Aim of the exercise ▸ The reply is to be an exact repetition of the entries that follow, with each picture left out.

Provided material ▸

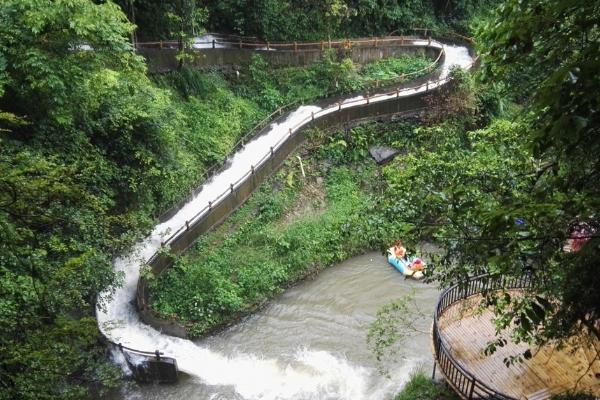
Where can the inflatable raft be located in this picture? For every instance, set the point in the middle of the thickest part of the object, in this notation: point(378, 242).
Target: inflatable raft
point(404, 265)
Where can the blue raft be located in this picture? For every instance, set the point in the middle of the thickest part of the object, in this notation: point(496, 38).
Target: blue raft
point(403, 265)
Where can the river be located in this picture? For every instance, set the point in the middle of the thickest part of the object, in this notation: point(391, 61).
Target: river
point(308, 343)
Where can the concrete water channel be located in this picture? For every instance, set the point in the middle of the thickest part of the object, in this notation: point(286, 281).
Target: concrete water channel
point(309, 343)
point(261, 363)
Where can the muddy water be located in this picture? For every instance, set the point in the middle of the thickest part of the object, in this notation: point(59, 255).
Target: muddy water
point(310, 342)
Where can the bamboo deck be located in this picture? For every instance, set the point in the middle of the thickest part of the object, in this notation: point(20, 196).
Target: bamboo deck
point(550, 371)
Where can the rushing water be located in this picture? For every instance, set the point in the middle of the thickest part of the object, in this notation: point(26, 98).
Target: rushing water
point(220, 366)
point(310, 342)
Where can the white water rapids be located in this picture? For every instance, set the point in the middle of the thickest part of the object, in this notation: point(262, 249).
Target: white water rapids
point(313, 374)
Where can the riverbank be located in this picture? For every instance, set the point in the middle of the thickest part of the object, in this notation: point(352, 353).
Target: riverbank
point(308, 342)
point(303, 219)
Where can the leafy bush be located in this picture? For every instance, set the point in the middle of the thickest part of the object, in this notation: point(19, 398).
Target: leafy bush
point(421, 387)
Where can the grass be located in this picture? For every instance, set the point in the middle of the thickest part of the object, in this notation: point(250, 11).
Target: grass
point(421, 387)
point(391, 68)
point(280, 236)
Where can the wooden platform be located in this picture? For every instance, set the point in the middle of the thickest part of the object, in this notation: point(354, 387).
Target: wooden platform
point(550, 371)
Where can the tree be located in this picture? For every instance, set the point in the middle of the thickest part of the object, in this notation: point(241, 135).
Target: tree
point(506, 199)
point(81, 147)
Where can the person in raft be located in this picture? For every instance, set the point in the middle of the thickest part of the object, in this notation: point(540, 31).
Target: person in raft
point(400, 253)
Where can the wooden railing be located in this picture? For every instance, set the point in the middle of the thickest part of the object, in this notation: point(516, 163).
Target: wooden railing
point(464, 382)
point(374, 84)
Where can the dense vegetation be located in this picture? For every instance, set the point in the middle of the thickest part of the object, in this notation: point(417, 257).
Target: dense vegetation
point(298, 19)
point(292, 227)
point(421, 387)
point(92, 149)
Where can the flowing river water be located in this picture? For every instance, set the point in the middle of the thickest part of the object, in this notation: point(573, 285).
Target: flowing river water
point(310, 342)
point(271, 372)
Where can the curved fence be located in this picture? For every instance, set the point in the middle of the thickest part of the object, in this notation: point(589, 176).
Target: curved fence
point(216, 40)
point(283, 110)
point(408, 99)
point(464, 382)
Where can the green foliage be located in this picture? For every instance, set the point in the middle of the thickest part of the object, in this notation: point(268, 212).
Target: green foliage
point(550, 67)
point(391, 68)
point(421, 387)
point(574, 396)
point(230, 272)
point(316, 20)
point(274, 87)
point(395, 322)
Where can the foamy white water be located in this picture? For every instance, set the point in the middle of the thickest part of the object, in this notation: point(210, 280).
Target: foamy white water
point(314, 373)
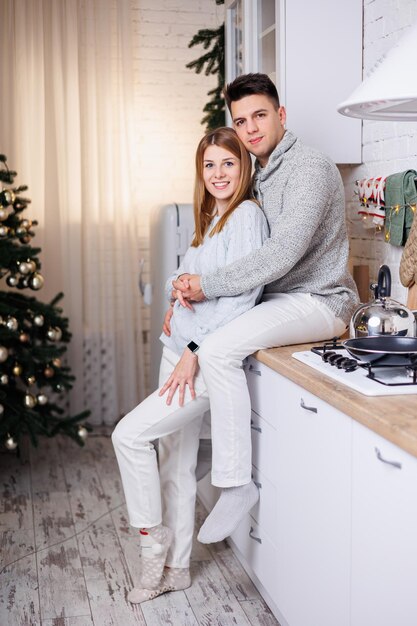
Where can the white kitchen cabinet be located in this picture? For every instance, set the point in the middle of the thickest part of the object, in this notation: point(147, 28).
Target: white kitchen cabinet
point(384, 532)
point(333, 538)
point(306, 461)
point(313, 53)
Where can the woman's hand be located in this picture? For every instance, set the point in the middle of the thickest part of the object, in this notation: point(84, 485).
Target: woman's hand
point(166, 327)
point(183, 375)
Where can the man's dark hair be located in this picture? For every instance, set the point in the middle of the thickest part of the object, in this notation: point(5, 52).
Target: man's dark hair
point(249, 85)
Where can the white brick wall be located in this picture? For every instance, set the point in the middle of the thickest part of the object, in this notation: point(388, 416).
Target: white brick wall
point(169, 101)
point(388, 147)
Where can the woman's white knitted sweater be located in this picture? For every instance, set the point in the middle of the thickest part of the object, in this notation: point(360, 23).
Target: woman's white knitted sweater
point(245, 231)
point(302, 195)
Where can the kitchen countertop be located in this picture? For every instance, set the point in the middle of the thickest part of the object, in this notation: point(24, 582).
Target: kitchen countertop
point(392, 417)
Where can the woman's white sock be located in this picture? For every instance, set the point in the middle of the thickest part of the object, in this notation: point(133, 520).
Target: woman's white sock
point(232, 506)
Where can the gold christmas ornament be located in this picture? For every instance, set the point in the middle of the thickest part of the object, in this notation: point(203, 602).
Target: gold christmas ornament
point(36, 281)
point(10, 443)
point(12, 280)
point(82, 432)
point(17, 369)
point(54, 334)
point(4, 214)
point(12, 323)
point(4, 353)
point(25, 268)
point(42, 398)
point(48, 372)
point(29, 401)
point(38, 320)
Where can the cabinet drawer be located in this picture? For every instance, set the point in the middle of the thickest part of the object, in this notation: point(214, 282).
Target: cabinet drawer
point(265, 511)
point(263, 446)
point(258, 552)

The answer ▸
Where can the inflatable raft be located in this picture? For every instance, set the point in the middle of the thickest part of the object, in this notation: point(378, 242).
Target: inflatable raft
point(404, 265)
Where can the blue raft be located in this picture? For every instance, set the point in the middle of the thickest part of the object, in this notation: point(496, 38).
Target: blue raft
point(403, 265)
Where can the river be located in this picture? For every instance, set the point in the middle of the thickest part of the object, in this notation: point(391, 61).
Target: river
point(308, 343)
Where can the concrete water channel be located in this picture? For every instance, set the point in the middle of the thickest part of the object, in this notation: point(286, 281).
Target: concrete water channel
point(309, 343)
point(261, 363)
Where can the muddy water be located in this picture? For every instance, set the point in the middle of the thickest part of the object, in this notation: point(59, 255).
Target: muddy water
point(310, 342)
Where can the bamboo deck be located in this picture? For every instance, set the point in the middle of the thickest part of the object, in this notation: point(20, 196).
Target: bamboo deck
point(550, 371)
Where can the rushing water be located in this picture? For every instance, set the point in the middle of the thickest part of the object, in this notation: point(26, 98).
Target: rushing water
point(220, 366)
point(310, 342)
Where can the white water rapids be located in this picture? For every instance, set the point in the middle of the thickest part of the object, in this notation: point(262, 249).
Target: white water rapids
point(313, 374)
Where can the riverbank be located in this picture? For every instance, set the point in the middle of the thickest part of the object, in this notation: point(352, 353).
Target: riverbank
point(308, 342)
point(303, 219)
Where can the leafy bush be located in this picture? For every instance, set the point in the middle of the thickest part of the object, in this notation: point(19, 398).
Target: leafy bush
point(421, 387)
Where can the grass be located in this picture? For every instance, set the point in the middle of the thickest part of the object, in this notation: point(250, 11).
Target: grass
point(421, 387)
point(391, 68)
point(280, 236)
Where can the wooden platform be located in this picture? For every instance, set the point in the middle of the thickest part of the object, in this notation: point(354, 387).
Target: wooden platform
point(550, 371)
Where can the tree be located in this picture? For every instance, set the point in the middle of the thickest part of the object, in this notation: point(241, 135).
Target: tree
point(506, 199)
point(81, 147)
Where can the person in raft be located in this picture? For every instance, set the point in the middle of the thickest part of the object, in this notation: point(540, 31).
Target: person in raft
point(400, 253)
Where can the wooden railing be located in this picture? For every instance, set the point in the middle of the thickest part of the object, in this notation: point(516, 163).
Target: wooden railing
point(464, 382)
point(374, 84)
Where can the dense vegetation be located in this picture? For every instance, set the point in the middle of the thickest part of the object, in this notation: point(417, 257).
Target: dense vegetation
point(298, 19)
point(292, 227)
point(421, 387)
point(92, 149)
Where can the flowing river water be located in this picture? For every instance, set the point in the middle of the thickest part of the object, in this notation: point(573, 285).
Target: flowing river water
point(310, 342)
point(271, 372)
Where can the curved fence be located in this picture? For every instance, set the point in the middle of the thickest part of the object, in this notation: point(589, 176).
Target: curved fence
point(216, 40)
point(283, 110)
point(408, 99)
point(464, 382)
Where can the green foliage be located in this picture? For every instance, set the point in the middle of the thickest part of the object, in this notation: point(268, 212).
Target: green foliage
point(550, 67)
point(391, 68)
point(421, 387)
point(574, 396)
point(230, 272)
point(316, 20)
point(274, 87)
point(395, 322)
Where can the foamy white water be located in this picture? For every instance, set the point in the middle of the thickest part of the object, in this notation: point(210, 280).
Target: foamy white water
point(314, 373)
Where can the white kitchen cabinet be located in this picture? For every instance, set the point in the middle of the thickest part of the object, in this notation: point(147, 28).
Target: white kitchen cabinet
point(384, 532)
point(333, 538)
point(306, 461)
point(313, 53)
Where can the woman's hand be located in this picture? For every instance, set the point in the middle of the thickest part of the object, in this notation: point(84, 485).
Target: woman's hand
point(166, 327)
point(183, 375)
Where can the man's dark hair be located in this picture? For every instance, set the point in the middle of the thickest part of the object, in this notation: point(5, 52).
Target: man's dark hair
point(249, 85)
Where can the white brick wall be located in this picture? For every instance, set the point in the middle of the thickest part of the object, in this notation: point(388, 416).
Target: white brick wall
point(169, 101)
point(388, 147)
Where can the woman's white knitted sweater be located in this picture? For every instance, set the point in the middle of the thickest part of the object, in this notation: point(360, 23).
Target: woman's white knitted sweater
point(245, 231)
point(302, 195)
Where can the kitchen countertop be located in this picture? For every instance, set the point in the middle of the thickest part of the object, in this notation: point(24, 582).
Target: kitchen countertop
point(392, 417)
Where can the woman's white sock be located in this picture? For every instance, set the point in the middle of the thickest part of the object, in this notation: point(133, 520).
Target: woman's white sock
point(232, 506)
Where can the gold christmas ornament be located in this picture? For every instance, set the point in the middle of the thickest part of the object, in this notation: point(203, 602).
Target: gold christmas ornament
point(36, 281)
point(10, 443)
point(12, 280)
point(82, 432)
point(17, 369)
point(54, 334)
point(4, 214)
point(12, 323)
point(4, 353)
point(25, 268)
point(42, 398)
point(48, 372)
point(29, 401)
point(38, 320)
Where can the cabinet drawer be located in this picture? For every instance, set the point in the middle of the thickest part of the object, in this notation: point(214, 282).
Target: cabinet drawer
point(265, 511)
point(263, 446)
point(258, 552)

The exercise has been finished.